▶ DIRECTIONS FOR THIS TASK
Copy out each record below, exactly as given.

▶ RECORDS FOR THE TASK
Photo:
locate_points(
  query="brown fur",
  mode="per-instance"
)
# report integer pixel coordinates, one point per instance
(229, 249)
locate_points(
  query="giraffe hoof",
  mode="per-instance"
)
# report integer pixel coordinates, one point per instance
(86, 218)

▶ EXERCISE ANSWER
Photo:
locate_points(
  query="brown fur",
  mode="per-instance"
)
# report integer pixel coordinates, one point per instance
(229, 249)
locate_points(
  query="giraffe hoof",
  mode="per-instance"
)
# report integer pixel coordinates, one point per instance
(86, 218)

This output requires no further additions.